[DOCUMENT]
= = = = =

With everything in place, try `startx` and check /var/log/Xorg.0.log for any potential problems.


----------



## llpPc (Apr 23, 2020)

Wow thank you very much!  I will set everything up with these settings and give it a go then report back.


----------



## llpPc (Apr 23, 2020)

I did a fresh reinstall to orient myself and go step by step.  I did a pkg search for Nvidia drivers.  Should I pick the latest Linux version "linux-nvidia-libs-440.64" or should I install the nvidia-driver-440.64?


----------



## mickey (Apr 23, 2020)

llpPc said:


> I did a fresh reinstall to orient myself and go step by step.  I did a pkg search for Nvidia drivers.  Should I pick the latest Linux version "linux-nvidia-libs-440.64" or should I install the nvidia-driver-440.64?


You did not mention what model of nvidia graphics you are using. Latest driver version is 440.82 available in ports or latest packages. Quarterly packages will probably be somewhat behind that version. You can check https://www.nvidia.com/Download/driverResults.aspx/159361/en-us for models supported by 440.82. If your hardware is supported, all you should need is x11/nvidia-driver.


----------



## llpPc (Apr 23, 2020)

I am using a GeForce gtx Nvidia 1070.  Yes I know the latest drivers are 440.82 but during a pkg search the latest is 440.64. I don't mind pkgs being a little behind the latest and greatest.  For the type of gaming I do I don't need to be on the latest drivers, but if from your experience you feel it is better I install the latest from ports I will do that.


----------



## llpPc (Apr 24, 2020)

thank you thank you thank you to everyone that helped me!!  I was able to initiate startx and boot into a desktop environment.  Shout out to robonuggie who does YouTube videos on everything FreeBSD. He said the FreeBSD community was extremely welcoming and friendly.  You guys did not disappoint!!  So grateful


----------

= = = = =

[ENTRIES]
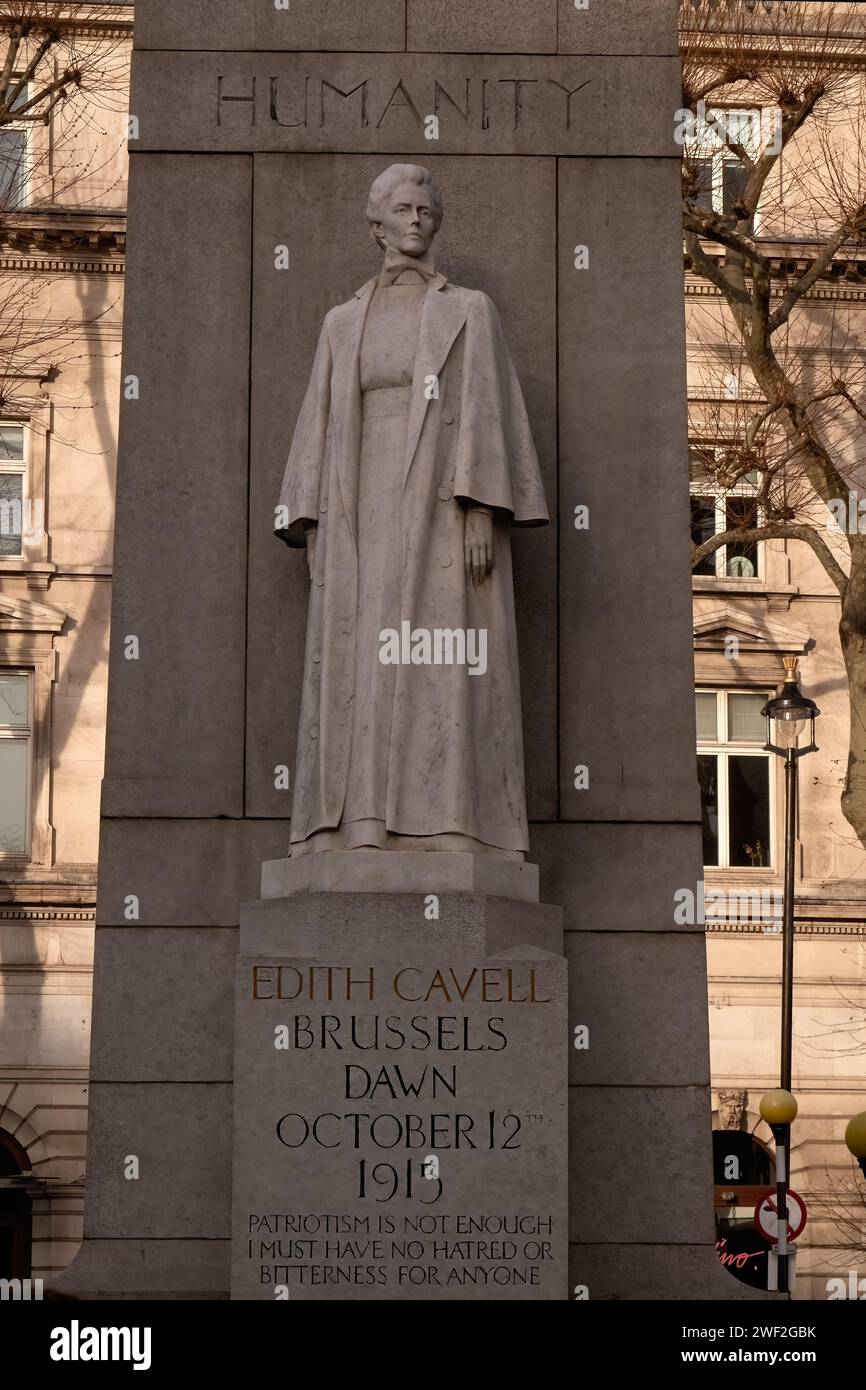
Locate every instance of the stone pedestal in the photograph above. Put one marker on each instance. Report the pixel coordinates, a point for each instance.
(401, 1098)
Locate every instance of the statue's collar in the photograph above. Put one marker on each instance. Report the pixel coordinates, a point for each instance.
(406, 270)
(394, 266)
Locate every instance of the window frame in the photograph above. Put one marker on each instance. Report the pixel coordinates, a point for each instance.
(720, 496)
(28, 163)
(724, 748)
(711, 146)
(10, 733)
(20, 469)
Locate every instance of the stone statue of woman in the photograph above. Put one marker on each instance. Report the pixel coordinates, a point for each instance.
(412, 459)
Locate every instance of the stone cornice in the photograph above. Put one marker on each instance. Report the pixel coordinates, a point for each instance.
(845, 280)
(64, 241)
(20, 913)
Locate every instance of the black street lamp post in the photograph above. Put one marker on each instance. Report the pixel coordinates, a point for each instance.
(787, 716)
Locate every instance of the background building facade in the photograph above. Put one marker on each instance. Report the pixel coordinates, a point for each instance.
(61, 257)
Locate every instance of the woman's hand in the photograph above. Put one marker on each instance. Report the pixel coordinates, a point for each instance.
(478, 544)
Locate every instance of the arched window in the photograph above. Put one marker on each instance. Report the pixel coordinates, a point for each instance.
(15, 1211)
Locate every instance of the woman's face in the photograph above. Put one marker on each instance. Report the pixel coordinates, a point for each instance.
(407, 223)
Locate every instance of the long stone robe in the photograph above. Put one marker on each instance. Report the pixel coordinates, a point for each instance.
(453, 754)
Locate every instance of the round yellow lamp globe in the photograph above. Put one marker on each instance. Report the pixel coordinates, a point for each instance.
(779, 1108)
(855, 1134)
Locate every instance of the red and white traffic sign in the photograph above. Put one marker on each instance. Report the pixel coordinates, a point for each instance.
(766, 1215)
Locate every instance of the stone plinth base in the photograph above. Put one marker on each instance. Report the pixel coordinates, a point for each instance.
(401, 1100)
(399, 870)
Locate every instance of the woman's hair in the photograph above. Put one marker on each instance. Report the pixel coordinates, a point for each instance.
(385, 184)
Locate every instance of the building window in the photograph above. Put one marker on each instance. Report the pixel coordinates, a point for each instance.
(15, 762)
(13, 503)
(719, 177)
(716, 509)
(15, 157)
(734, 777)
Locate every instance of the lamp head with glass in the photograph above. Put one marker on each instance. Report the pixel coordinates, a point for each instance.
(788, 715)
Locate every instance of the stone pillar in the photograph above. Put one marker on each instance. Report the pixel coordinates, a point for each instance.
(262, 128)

= = = = =

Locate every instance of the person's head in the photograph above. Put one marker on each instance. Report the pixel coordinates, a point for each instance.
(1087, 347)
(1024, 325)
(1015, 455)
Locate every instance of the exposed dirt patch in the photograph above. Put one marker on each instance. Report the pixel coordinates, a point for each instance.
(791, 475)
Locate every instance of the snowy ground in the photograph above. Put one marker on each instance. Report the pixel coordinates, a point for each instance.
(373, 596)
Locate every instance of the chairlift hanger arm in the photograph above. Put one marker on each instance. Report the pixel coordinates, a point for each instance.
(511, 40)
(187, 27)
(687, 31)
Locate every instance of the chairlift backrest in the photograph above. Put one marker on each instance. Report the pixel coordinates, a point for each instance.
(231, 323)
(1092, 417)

= = = = =

[TASKS TO CARRY OUT]
1) Could you echo the forum thread word for word from "You did not" to "need is x11/nvidia-driver."?
2) Which Nvidia driver package names appear in the forum thread?
Work only from the forum thread.

[ANSWER LIST]
1)
You did not mention what model of nvidia graphics you are using. Latest driver version is 440.82 available in ports or latest packages. Quarterly packages will probably be somewhat behind that version. You can check https://www.nvidia.com/Download/driverResults.aspx/159361/en-us for models supported by 440.82. If your hardware is supported, all you should need is x11/nvidia-driver.

2)
linux-nvidia-libs-440.64
nvidia-driver-440.64
x11/nvidia-driver